>>>

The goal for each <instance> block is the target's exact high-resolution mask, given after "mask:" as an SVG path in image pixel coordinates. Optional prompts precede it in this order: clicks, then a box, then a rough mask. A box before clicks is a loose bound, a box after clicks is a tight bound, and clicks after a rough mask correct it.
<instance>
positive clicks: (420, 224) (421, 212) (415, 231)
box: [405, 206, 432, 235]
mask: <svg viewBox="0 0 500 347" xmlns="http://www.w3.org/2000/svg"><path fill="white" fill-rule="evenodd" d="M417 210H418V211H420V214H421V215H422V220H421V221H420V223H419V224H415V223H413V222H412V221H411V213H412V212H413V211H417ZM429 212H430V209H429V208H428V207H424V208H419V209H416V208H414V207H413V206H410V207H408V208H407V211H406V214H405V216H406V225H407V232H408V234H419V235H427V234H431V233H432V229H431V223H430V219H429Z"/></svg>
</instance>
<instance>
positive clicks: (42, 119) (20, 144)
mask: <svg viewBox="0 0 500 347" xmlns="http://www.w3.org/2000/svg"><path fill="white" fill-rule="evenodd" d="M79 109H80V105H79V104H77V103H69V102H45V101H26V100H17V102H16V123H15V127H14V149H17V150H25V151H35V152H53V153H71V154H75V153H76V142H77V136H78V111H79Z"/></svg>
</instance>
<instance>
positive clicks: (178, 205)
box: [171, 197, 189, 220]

<<<
>>>

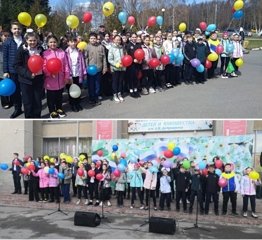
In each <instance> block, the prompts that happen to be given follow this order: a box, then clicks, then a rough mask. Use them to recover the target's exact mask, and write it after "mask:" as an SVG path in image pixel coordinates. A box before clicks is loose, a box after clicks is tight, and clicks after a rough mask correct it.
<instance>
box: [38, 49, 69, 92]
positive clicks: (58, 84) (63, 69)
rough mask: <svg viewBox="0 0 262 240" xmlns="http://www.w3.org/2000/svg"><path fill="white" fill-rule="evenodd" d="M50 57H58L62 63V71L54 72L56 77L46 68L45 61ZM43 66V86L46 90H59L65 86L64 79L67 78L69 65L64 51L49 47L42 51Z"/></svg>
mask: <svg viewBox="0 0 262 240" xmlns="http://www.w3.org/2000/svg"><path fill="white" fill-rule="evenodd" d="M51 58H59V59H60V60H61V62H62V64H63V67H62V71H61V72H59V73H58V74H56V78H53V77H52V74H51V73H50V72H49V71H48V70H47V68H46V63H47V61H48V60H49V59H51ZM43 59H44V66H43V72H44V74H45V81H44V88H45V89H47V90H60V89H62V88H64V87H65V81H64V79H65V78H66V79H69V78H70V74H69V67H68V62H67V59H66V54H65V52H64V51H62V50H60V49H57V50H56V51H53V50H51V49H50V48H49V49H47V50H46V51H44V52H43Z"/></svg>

<<<

Your instructions: Retype the entries above exactly, but only from the line containing "positive clicks: (42, 119) (20, 144)" through the line containing "box: [171, 197, 189, 220]", both included.

Finished task:
positive clicks: (42, 119) (20, 144)
mask: <svg viewBox="0 0 500 347" xmlns="http://www.w3.org/2000/svg"><path fill="white" fill-rule="evenodd" d="M79 109H80V105H79V104H77V103H69V102H45V101H26V100H17V102H16V123H15V127H14V149H17V150H25V151H35V152H53V153H71V154H75V153H76V142H77V136H78V111H79Z"/></svg>
</instance>
<instance>
positive clicks: (178, 205)
box: [171, 197, 189, 220]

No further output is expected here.